[[ DOCUMENT SEGMENT open ]]

Drain and refill the water heater and other water system accessories with chlorinated water. Release the air from the pressure tank (except for those tanks with a permanent air cushion) so the tank can fill completely with chlorinated water.

Backwash the water softner and all filters (except carbon filters) with chlorinated water.

Step 5

Once the chlorine adequately reaches all points of the distribution system, allow the chlorinated water to stand in the well and the distribution system for at least 2 hours. If possible, allow the chlorine solution to stay in the system overnight.

Step 6

Thoroughly pump the water supply source and flush the system until all of the residual chlorine has been diluted to an acceptable level for use. Pump the wastewater through a hose to a roadside ditch or some other bare area.

Do not irrigate a garden or lawn with this wastewater and do not let more than 100 gallons of the strongly chlorinated water flow into drains which ultimately discharge into a septic tank.

In addition to these steps, two additional steps are suggested if iron bacteria or other nuisance organisms are in the system.

First, dislodge and remove bacterial masses from the piping system by using compressed air or gas to create water surges or to induce a waterhammer effect. Take care not to create excessive pressures which may rupture pipelines. Second, shock chlorinate the water source and the water distribution system again within 24 to 48 hours.

Step 7

To ensure the water is safe for drinking, test it for coliform bacteria. Allow at least 24 hours before taking the sample. This will ensure all water in the well has been replaced with fresh water from underground sources.

If coliform organisms are still present, the groundwater is continuously contaminated. In this case, you should abandon the well or water source and develop a new one.

If new construction is not possible or feasible, your water supply should be disinfected continuously by a chlorinator installed in the water system.

diagram of Pump-type diaphragm chlorinator
Figure 1. Pump-type diaphragm chlorinator.

[[ DOCUMENT SEGMENT closed ]]
[[ DATA UNDER STUDY open ]]

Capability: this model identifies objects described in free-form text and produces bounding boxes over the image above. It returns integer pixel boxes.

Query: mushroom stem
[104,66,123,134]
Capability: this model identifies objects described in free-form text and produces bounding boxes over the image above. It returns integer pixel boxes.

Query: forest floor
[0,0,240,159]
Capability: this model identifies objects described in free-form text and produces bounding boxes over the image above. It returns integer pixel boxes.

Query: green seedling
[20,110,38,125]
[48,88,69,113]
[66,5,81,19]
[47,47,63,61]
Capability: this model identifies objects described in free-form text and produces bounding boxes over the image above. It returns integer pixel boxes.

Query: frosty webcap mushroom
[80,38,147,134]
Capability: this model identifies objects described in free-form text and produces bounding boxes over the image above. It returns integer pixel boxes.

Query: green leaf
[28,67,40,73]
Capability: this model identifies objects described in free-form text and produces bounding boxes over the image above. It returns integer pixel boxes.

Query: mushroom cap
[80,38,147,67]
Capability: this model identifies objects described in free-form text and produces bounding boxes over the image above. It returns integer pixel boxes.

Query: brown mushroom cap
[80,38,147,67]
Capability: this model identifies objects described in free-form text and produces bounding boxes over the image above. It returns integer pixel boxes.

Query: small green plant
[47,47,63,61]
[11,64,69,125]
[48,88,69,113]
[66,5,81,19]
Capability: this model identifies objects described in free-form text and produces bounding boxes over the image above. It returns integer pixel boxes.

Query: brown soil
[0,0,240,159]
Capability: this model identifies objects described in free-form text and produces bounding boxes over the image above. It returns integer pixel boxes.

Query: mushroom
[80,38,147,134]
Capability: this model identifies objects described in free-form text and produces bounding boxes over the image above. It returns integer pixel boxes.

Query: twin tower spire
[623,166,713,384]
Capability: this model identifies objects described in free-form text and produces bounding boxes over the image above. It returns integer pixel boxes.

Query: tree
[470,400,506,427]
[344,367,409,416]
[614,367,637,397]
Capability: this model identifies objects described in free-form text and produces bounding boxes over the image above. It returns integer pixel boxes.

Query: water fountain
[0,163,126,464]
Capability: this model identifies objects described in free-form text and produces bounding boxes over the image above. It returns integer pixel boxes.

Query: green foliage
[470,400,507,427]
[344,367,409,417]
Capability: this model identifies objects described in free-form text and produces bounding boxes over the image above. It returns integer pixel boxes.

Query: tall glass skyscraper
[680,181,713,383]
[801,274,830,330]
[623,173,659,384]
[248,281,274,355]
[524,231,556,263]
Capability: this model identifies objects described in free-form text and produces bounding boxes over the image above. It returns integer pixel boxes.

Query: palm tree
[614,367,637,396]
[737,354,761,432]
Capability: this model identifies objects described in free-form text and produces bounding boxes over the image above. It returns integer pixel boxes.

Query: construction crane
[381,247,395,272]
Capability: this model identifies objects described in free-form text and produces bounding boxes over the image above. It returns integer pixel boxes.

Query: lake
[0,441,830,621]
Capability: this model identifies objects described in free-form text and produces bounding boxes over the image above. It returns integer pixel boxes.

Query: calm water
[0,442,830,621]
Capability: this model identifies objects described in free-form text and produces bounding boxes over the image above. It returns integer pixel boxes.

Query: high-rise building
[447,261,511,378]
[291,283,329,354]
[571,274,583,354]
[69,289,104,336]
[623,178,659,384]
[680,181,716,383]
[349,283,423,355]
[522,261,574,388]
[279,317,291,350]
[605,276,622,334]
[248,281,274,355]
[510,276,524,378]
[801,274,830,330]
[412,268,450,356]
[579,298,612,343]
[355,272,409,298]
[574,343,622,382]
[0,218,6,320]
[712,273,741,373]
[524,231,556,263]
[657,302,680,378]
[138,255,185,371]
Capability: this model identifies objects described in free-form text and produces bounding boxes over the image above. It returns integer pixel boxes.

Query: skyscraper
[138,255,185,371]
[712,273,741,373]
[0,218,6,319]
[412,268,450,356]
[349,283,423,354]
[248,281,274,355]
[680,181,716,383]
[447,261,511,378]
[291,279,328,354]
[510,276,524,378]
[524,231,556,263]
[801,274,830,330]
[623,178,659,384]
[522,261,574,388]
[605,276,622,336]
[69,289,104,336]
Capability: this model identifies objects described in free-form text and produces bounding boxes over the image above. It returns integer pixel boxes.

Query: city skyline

[[ DATA UNDER STUDY closed ]]

» WHAT TO WORK ON
1. Duplicate the well disinfection instructions from "Do not irrigate" to "to 48 hours.".
2. Go on with the well disinfection instructions from the point where they stop.
The data is not needed for any of the tasks.

» WRITTEN ANSWERS
1.
Do not irrigate a garden or lawn with this wastewater and do not let more than 100 gallons of the strongly chlorinated water flow into drains which ultimately discharge into a septic tank.

In addition to these steps, two additional steps are suggested if iron bacteria or other nuisance organisms are in the system.

First, dislodge and remove bacterial masses from the piping system by using compressed air or gas to create water surges or to induce a waterhammer effect. Take care not to create excessive pressures which may rupture pipelines. Second, shock chlorinate the water source and the water distribution system again within 24 to 48 hours.

2.
Continuous Chlorination

If tests show the presence of coliform bacteria even after the well has been disinfected and if wells and septic tanks are crowded together, then the groundwater is continuously contaminated. In these situations, the water may be permanently disinfected by a home chlorinator that feeds chlorine continuously into the water. Continuous chlorination should always be used on surface water supplies, such as ponds, springs, lakes, or cisterns.

Some chlorinators feed just enough bleach, approximately 1 to 2 parts per million (ppm), to adequately disinfect the water and leave a small residual, 0.2 to 0.5 ppm, of chlorine as a safety factor. This is called simple chlorination.

Other units feed the bleach at higher dosages in the range of 5 to 10 ppm and leave a high residual of chlorine. This method of chlorination is called super chlorination. In this case, the high residual chlorine imparts a strong chlorine odor and taste to the water. This strong chlorine odor and taste can be removed with an activated carbon filter. Removing chlorine is called dechlorination.

There are many types of commercially available home chlorinators, but most of them work on the principle of feeding a chlorine solution into the water. These units are usually located on the discharge side of the well pump and before the pressure storage tank.

Some home chlorinators feed chlorine directly into the well. Feeding chlorine directly into the well has several potential benefits. If iron bacteria are present in the well, they can be treated at the source. If the water contains iron or manganese, the minerals may be precipitated from solution by chlorination. After precipitation by chlorination, they may be removed by filtration.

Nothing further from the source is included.